[Point localization data]
--*--

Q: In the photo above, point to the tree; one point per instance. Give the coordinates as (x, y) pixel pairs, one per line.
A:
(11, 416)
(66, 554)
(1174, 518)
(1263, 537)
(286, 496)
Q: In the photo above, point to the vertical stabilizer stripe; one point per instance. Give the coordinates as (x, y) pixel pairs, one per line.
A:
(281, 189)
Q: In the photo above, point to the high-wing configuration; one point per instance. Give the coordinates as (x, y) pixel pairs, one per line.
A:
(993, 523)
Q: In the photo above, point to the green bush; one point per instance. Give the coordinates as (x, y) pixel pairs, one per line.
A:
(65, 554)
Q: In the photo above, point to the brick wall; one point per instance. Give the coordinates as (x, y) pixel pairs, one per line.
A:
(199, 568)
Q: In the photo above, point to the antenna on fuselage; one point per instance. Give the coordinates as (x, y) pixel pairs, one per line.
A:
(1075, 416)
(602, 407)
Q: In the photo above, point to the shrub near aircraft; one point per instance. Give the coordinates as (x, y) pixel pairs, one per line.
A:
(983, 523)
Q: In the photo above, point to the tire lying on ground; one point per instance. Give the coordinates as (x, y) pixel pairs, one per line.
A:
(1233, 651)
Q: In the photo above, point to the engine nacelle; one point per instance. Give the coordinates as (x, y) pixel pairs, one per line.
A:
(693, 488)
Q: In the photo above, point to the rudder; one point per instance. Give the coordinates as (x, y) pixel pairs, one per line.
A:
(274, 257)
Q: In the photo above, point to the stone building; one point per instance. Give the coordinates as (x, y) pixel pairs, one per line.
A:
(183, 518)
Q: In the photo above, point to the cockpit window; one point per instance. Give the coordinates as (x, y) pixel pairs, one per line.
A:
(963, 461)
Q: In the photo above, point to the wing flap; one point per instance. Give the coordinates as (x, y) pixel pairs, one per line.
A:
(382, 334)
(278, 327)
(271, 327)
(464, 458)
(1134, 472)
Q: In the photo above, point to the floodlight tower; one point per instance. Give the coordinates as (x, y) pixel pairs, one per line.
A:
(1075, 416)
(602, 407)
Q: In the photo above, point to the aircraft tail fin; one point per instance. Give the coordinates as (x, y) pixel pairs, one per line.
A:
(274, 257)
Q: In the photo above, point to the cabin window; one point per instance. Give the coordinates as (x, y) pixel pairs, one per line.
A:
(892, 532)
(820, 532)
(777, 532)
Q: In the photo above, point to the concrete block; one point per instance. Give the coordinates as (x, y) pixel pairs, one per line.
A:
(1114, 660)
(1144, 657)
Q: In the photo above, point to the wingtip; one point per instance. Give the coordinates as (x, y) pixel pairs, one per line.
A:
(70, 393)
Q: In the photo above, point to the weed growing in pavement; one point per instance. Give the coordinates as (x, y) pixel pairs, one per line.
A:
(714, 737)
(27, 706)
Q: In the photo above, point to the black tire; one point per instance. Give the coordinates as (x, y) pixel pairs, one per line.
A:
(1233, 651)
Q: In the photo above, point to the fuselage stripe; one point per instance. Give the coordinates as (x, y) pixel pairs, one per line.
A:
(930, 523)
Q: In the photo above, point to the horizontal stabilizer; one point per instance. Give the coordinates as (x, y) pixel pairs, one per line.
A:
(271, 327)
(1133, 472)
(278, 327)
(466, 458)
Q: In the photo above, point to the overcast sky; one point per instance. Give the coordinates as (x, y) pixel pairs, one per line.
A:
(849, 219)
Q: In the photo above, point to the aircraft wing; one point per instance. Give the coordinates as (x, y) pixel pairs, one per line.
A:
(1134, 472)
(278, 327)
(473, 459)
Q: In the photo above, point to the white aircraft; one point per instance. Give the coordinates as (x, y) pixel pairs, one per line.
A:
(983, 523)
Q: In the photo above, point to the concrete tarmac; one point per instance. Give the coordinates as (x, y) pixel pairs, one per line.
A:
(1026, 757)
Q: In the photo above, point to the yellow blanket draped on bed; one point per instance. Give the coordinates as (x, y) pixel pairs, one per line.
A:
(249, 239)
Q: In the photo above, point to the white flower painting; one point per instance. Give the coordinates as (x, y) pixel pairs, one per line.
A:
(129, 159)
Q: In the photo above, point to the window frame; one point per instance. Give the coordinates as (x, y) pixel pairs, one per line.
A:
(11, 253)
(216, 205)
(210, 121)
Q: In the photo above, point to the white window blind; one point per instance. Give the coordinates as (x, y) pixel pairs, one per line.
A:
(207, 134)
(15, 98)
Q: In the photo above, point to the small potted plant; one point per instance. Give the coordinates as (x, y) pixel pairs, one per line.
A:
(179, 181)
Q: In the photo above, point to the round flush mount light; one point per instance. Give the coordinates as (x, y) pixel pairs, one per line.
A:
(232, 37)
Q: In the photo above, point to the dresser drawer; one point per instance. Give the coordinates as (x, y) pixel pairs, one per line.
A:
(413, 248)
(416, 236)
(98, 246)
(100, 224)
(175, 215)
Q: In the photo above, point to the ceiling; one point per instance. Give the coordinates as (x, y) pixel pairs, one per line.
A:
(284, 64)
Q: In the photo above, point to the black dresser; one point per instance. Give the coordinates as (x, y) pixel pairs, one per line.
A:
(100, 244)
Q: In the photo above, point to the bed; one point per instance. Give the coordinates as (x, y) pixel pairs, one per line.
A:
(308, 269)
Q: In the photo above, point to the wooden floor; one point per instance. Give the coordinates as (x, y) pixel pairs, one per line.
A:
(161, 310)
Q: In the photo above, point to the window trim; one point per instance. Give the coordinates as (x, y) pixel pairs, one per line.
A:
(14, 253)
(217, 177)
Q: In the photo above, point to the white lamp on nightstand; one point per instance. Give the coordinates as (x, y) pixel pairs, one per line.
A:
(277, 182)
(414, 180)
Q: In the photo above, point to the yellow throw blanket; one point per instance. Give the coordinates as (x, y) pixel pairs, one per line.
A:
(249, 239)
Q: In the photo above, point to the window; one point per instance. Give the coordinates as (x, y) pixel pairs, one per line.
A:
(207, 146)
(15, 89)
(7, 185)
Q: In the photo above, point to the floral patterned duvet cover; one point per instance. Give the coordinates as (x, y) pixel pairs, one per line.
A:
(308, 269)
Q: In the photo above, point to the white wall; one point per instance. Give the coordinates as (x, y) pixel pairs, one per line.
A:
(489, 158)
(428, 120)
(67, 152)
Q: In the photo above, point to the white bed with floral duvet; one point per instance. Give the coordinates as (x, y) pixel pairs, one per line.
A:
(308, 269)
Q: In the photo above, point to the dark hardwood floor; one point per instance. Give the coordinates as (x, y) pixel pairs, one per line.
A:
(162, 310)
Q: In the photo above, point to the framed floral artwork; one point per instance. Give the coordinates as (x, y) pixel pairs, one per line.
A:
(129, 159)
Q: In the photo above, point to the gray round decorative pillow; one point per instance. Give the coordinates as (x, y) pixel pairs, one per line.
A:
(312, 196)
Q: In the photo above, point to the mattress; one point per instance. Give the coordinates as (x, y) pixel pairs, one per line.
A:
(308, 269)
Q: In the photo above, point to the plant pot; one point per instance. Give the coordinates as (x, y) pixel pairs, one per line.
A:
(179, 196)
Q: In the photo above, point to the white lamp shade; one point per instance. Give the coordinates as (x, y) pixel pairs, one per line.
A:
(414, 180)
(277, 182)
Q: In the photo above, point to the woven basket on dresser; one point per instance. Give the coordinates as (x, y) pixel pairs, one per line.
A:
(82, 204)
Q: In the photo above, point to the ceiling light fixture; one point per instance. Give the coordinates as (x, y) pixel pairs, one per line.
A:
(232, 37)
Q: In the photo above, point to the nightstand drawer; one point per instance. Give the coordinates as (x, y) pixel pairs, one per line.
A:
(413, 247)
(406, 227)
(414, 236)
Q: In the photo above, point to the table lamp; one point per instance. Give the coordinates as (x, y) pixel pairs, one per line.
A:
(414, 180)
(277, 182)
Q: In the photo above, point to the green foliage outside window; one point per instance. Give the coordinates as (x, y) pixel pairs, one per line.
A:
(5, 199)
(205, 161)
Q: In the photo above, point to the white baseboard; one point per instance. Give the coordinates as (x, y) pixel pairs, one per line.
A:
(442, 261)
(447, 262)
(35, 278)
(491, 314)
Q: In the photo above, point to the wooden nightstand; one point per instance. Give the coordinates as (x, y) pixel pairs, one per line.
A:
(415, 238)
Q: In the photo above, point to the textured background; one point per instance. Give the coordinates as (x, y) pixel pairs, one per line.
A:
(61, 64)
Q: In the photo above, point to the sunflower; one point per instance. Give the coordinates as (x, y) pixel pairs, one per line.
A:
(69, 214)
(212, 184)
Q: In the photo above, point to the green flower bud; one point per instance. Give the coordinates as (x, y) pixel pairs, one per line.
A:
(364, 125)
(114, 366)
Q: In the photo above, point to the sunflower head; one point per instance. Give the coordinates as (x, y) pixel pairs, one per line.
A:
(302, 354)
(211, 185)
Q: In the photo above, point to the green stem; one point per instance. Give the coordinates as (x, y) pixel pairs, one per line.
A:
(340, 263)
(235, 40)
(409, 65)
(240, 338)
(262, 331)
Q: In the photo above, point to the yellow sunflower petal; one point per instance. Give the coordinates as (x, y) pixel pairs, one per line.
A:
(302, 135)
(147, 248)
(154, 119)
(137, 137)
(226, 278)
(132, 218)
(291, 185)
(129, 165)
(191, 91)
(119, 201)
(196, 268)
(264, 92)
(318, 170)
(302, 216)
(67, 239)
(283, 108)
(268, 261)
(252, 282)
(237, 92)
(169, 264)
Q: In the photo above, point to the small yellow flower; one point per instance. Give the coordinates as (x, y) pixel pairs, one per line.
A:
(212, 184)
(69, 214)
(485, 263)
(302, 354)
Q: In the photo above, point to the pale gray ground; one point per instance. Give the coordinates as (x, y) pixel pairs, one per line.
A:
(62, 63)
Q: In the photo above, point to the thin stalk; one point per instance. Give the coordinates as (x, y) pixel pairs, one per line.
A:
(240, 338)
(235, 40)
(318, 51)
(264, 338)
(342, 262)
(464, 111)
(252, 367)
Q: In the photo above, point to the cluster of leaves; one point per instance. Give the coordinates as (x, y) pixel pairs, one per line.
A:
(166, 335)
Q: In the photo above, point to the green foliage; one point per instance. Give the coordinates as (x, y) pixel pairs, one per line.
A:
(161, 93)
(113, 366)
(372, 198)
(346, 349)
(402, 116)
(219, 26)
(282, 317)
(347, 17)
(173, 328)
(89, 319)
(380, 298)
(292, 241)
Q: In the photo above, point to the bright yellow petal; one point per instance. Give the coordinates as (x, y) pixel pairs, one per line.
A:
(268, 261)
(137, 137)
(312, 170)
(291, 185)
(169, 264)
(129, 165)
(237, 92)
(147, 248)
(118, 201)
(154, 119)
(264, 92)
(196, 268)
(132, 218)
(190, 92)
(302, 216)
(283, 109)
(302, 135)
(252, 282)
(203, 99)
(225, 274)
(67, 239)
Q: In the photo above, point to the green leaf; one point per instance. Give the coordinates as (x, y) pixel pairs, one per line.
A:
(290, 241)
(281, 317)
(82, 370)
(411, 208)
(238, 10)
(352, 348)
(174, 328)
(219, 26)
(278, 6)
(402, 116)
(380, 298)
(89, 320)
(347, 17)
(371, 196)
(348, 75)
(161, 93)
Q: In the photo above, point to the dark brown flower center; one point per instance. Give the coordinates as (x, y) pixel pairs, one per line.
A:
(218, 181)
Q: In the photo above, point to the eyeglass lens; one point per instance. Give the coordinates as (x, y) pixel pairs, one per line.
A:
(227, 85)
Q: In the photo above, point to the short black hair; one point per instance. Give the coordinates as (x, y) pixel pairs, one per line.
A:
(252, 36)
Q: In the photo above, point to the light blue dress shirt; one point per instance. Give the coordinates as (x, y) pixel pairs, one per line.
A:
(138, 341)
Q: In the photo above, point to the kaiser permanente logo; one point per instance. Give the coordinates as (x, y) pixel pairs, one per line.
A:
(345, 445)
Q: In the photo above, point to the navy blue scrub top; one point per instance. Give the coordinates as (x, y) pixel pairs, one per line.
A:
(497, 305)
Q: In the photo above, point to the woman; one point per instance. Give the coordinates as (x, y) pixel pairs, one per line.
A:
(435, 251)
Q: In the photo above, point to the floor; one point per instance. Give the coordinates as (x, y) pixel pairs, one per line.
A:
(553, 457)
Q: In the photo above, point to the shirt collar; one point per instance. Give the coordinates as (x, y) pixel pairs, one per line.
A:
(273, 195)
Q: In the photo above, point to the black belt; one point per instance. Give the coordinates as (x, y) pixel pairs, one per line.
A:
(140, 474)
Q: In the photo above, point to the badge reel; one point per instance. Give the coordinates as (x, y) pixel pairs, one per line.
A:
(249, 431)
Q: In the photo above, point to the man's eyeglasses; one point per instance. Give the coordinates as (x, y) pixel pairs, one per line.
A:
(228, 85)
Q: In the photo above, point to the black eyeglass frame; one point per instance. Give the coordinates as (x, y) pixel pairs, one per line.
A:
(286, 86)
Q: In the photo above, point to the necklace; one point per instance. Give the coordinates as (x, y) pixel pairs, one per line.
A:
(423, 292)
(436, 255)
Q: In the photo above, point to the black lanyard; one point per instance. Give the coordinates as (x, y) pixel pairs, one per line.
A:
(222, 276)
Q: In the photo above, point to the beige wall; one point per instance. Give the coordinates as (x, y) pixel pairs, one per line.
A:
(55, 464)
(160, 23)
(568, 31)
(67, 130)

--*--

• [WORK REQUEST]:
Looking at the data above, how many lines hold the word "nightstand"? Respond with the number alone.

• [WRITTEN ANSWER]:
3